However, its inherent time and space complexity—typically quadratic in nature—renders traditional sequential and
statically parallelized implementations insufficient for large-scale genomic analysis. In response to this limitation, we
propose a dynamic, memory- efficient parallel architecture based on the Message Passing Interface (MPI) framework,
specifically optimized for large DNA sequence comparisons. Our approach introduces a master-worker model that
dynamically distributes computational workload at runtime. By dividing the input sequences into smaller, manageable
segments and assigning these chunks to worker processes on demand, the system ensures effective load balancing across
processing units. The architecture leverages a space-optimized dynamic programming technique, where only two rows of
the LCS matrix are stored at any time, significantly reducing memory consumption without sacrificing correctness. To
evaluate the scalability and performance of our method, we conducted extensive experiments using complete human
chromosome datasets across an MPI cluster with eight processes. The results indicate that while the dynamic strategy
introduces moderate communication overhead, it consistently outperforms static distribution methods in terms of
scalability, adaptability to heterogeneous environments, and memory efficiency. Notably, the proposed solution maintains
stability and performance even as sequence sizes grow, making it suitable for deployment in high- performance computing
(HPC) environments and cloud-based bioinformatics platforms.
Keywords :
Longest Common Subsequence (LCS), Parallel Computing, Message Passing Interface (MPI), Dynamic Load Balancing, DNA Sequence Alignment, Bioinformatics, High- Performance Computing (HPC), Genome-Scale Processing, Memory Optimization, Master-Worker Architecture.

> _Listed entries_:
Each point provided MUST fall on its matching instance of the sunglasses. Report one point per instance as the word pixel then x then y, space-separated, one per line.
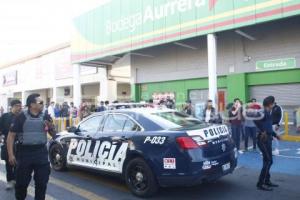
pixel 40 102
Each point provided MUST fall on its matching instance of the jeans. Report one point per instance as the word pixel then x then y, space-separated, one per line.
pixel 36 162
pixel 250 132
pixel 266 150
pixel 236 134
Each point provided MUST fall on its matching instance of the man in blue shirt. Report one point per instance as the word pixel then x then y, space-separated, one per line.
pixel 266 133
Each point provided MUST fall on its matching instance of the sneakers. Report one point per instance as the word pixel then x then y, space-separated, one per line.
pixel 275 152
pixel 263 188
pixel 10 185
pixel 270 184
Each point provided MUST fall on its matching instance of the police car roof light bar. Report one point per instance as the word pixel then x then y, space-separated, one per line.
pixel 187 143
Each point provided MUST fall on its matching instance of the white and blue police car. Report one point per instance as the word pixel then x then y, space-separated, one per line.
pixel 149 148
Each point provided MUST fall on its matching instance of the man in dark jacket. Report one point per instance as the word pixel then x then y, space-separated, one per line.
pixel 236 118
pixel 31 128
pixel 209 113
pixel 276 115
pixel 266 133
pixel 5 123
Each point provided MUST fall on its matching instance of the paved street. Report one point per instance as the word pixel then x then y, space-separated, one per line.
pixel 76 184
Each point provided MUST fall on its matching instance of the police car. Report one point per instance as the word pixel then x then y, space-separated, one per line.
pixel 149 148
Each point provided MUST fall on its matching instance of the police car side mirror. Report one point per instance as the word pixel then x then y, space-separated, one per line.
pixel 72 129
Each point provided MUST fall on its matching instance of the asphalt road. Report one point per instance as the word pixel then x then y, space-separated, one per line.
pixel 76 184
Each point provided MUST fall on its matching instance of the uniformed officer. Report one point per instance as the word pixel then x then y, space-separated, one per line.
pixel 5 122
pixel 31 128
pixel 264 143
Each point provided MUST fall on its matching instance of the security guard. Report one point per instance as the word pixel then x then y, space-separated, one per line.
pixel 5 122
pixel 266 133
pixel 31 128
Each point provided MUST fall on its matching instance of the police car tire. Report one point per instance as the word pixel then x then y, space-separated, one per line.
pixel 152 186
pixel 55 167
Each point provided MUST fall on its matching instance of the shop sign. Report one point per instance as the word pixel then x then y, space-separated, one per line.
pixel 121 26
pixel 278 64
pixel 9 78
pixel 162 96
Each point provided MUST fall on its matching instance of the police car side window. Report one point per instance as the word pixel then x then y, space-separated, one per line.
pixel 91 125
pixel 131 126
pixel 114 123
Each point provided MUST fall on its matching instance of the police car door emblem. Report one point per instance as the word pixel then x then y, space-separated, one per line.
pixel 223 147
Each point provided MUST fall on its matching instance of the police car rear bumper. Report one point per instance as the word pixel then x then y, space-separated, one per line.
pixel 199 176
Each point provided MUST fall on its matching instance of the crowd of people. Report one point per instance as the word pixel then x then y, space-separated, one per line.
pixel 261 122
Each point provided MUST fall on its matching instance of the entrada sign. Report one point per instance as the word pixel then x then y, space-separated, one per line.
pixel 285 63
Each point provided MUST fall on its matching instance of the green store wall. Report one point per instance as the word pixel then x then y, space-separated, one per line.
pixel 237 85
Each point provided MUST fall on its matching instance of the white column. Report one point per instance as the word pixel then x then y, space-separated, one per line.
pixel 103 93
pixel 76 85
pixel 54 94
pixel 212 68
pixel 24 98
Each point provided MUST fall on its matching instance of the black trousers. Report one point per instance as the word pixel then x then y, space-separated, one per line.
pixel 32 161
pixel 265 147
pixel 10 172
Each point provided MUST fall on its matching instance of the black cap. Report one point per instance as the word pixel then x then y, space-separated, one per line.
pixel 31 99
pixel 268 101
pixel 15 102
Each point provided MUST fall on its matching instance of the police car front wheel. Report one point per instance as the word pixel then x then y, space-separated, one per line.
pixel 140 178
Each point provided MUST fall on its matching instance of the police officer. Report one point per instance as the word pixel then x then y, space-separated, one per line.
pixel 5 122
pixel 266 133
pixel 31 128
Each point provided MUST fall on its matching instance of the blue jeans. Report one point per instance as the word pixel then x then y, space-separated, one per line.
pixel 236 134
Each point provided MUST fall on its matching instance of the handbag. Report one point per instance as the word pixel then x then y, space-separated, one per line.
pixel 4 155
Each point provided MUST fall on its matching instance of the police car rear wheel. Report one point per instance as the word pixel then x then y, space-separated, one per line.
pixel 140 178
pixel 57 159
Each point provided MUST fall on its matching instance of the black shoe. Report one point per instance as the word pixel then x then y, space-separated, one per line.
pixel 263 188
pixel 270 184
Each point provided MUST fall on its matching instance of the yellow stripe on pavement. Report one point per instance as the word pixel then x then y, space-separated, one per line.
pixel 30 190
pixel 64 185
pixel 103 180
pixel 76 190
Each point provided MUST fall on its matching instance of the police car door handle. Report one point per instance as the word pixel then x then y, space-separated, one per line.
pixel 118 139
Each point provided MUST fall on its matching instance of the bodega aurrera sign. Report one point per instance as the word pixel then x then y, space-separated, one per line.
pixel 152 13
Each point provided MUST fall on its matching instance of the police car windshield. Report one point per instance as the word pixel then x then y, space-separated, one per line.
pixel 174 120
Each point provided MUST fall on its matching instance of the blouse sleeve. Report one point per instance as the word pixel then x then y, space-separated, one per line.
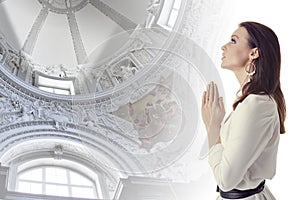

> _Exercise_: Could you rewrite the paragraph above beginning "However, its inherent time and space complexity" from the text on parallel DNA sequence comparison as a brief bulleted list that keeps its main facts?

> _Output_:
- Typically quadratic time and space complexity makes traditional sequential and statically parallelized implementations insufficient for large-scale genomic analysis.
- The proposed solution is a dynamic, memory-efficient parallel architecture built on the Message Passing Interface (MPI) and optimized for large DNA sequence comparisons.
- A master-worker model splits the input sequences into smaller segments and hands them to worker processes on demand at runtime, balancing the load across processing units.
- Only two rows of the LCS matrix are stored at any time, which greatly reduces memory use without losing correctness.
- The method was tested on complete human chromosome datasets on an MPI cluster with eight processes.
- The dynamic strategy adds moderate communication overhead. It still consistently beats static distribution in scalability, adaptability to heterogeneous environments, and memory efficiency.
- It stays stable and performs well as sequence sizes grow, which makes it suitable for HPC environments and cloud-based bioinformatics platforms.